» REQUIRED TASK:
The records are to be restated in their entirety, word for word.

» TASK MATERIAL:
↓

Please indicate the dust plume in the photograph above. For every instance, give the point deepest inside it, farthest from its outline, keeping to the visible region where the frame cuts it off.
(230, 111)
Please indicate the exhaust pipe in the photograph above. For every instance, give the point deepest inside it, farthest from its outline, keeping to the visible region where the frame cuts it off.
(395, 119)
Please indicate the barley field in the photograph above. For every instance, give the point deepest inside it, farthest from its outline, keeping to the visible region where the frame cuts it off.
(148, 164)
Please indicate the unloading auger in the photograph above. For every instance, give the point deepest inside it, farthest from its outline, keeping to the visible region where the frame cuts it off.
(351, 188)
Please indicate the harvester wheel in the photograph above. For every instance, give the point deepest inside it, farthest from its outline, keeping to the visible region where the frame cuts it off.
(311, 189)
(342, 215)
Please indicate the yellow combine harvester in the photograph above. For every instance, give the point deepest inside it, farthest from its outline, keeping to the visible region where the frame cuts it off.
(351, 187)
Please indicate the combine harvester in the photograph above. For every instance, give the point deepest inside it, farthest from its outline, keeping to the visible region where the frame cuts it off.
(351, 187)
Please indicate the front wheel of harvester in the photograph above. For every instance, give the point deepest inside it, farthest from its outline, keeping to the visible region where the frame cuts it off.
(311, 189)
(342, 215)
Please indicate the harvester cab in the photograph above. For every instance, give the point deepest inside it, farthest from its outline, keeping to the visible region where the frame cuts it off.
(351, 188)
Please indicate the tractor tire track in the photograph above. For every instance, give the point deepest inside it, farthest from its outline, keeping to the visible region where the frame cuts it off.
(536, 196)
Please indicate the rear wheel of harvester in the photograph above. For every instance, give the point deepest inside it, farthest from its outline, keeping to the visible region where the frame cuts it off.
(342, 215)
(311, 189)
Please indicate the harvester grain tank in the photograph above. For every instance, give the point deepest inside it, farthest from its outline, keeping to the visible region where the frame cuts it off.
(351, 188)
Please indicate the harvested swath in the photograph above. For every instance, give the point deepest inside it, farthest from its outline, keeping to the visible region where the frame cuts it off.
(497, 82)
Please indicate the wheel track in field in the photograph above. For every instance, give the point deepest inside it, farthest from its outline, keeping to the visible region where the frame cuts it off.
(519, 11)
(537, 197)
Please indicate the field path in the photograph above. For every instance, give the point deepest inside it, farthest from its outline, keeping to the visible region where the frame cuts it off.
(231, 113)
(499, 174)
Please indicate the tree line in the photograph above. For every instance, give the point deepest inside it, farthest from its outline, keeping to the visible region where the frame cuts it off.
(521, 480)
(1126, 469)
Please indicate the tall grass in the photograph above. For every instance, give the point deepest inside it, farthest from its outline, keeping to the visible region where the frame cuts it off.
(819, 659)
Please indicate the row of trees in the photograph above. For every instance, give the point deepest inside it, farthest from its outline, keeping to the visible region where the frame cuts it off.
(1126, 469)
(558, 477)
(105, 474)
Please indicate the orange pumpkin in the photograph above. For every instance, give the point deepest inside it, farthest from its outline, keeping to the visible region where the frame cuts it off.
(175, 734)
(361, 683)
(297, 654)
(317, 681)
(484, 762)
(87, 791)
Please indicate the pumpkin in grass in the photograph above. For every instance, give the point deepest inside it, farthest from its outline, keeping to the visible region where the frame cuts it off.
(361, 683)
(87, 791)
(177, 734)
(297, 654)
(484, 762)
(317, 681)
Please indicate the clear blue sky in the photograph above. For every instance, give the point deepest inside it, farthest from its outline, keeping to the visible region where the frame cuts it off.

↑

» TASK RESPONSE:
Please indicate the dust plume in the photograph above. For every instance, give the point deepest inside it, farthest from its outline, keeping to the visible region where the frame cuts it off.
(230, 111)
Please indicate the exhaust pipe in the photograph above. For every instance, give the point deepest inside it, farthest from its outline, keeping to the visible region where the frame cuts it off.
(395, 119)
Please indicate the barley field in the photograph above. For every instance, give the point deepest inside it, farthest from its outline, keeping to the visible region where the frame cuts it off.
(148, 164)
Please indicate the unloading auger in the photograph above. For every instance, give the point deepest inside it, farthest from its outline, keeping to the visible region where the frame cuts it off.
(351, 188)
Please indicate the harvester wheel in the photograph above. For every instance, give the point deepest inside it, farthest from its outline, keeping to the visible region where the frame cuts it off.
(311, 189)
(342, 215)
Please indicate the yellow combine harvester in the photograph above. For every instance, give the point deepest inside it, farthest from its outline, keeping to the visible region where the frame cuts it off.
(351, 187)
Please indicate the combine harvester in the photograph above. For every instance, give the point deepest inside it, farthest from its outline, keeping to the visible region where the frame cuts it off.
(351, 187)
Please indicate the front wheel of harvester in the photograph above. For every instance, give the point deepest inside it, farthest from its outline, keeping to the visible region where the frame cuts it off.
(311, 189)
(342, 215)
Please indicate the harvester cab in the photograph above. For every instance, give the point deepest inside it, farthest from its outline, keeping to the visible region where the frame cuts it off.
(351, 188)
Please indicate the tractor tire track in the photograph above. For every instance, give the point deepest inside it, farthest from its outline, keeping to the visible region where the frame cuts it off.
(536, 196)
Please indicate the rear wheel of harvester in the photograph above. For every instance, give the point deepest inside it, farthest from its outline, keeping to the visible region where the frame cuts it off.
(342, 215)
(311, 189)
Please indicate the harvester grain tank in the photograph above. For every instance, give the point deepest inside it, farthest from its outline, keeping to the visible region where the frame cuts it off.
(351, 188)
Please indicate the harvested swath in the photograph above. For every instance, give the point deepest inside it, farthest from its outline, keeping to the visible region where the frame cuts it off.
(497, 82)
Please indicate the wheel track in field in the photograph above. For every instance, give the point deepest inside it, farthest from its outline, keeping to the visible region where the frame cuts it off.
(519, 11)
(537, 197)
Please indicate the field path in the photograph above. For every instance, give the point deepest inside it, farthest from its outline, keeping to the visible region where the frame cuts it off.
(231, 113)
(499, 174)
Please indicate the tree line in the photograph above. For every instance, give the point deepest inside it, farthest from its outline, keeping to the visible region where the frame cuts it off.
(521, 480)
(1126, 469)
Please indicate the tall grass in the photograph above. For every instance, give the point deepest inside it, farthest from its outline, keeping to the visible region where the frame cuts it off.
(819, 659)
Please indicate the row of trees in the photograph above. For every instance, give the point deepest inside it, farthest from its outline, keeping to the visible region where the frame cuts it off.
(1126, 469)
(558, 477)
(105, 474)
Please indicate the orange pumpkin in the photograph above. For every instance, give the point deepest inside it, farthest from its outline, keeping to the visible region where the frame cuts it off.
(175, 734)
(361, 683)
(297, 654)
(317, 681)
(484, 762)
(87, 791)
Please indicate the pumpkin in grass in the photograph above. For every instance, give the point deepest inside it, farthest from its outline, keeping to the visible region where the frame cuts it off.
(361, 683)
(87, 791)
(177, 734)
(297, 654)
(484, 762)
(317, 681)
Please indicate the clear blue sky in the photograph above. For every instance, give the point deepest inside it, farthest from its outline, keeping to the visible region where the frame cuts it off.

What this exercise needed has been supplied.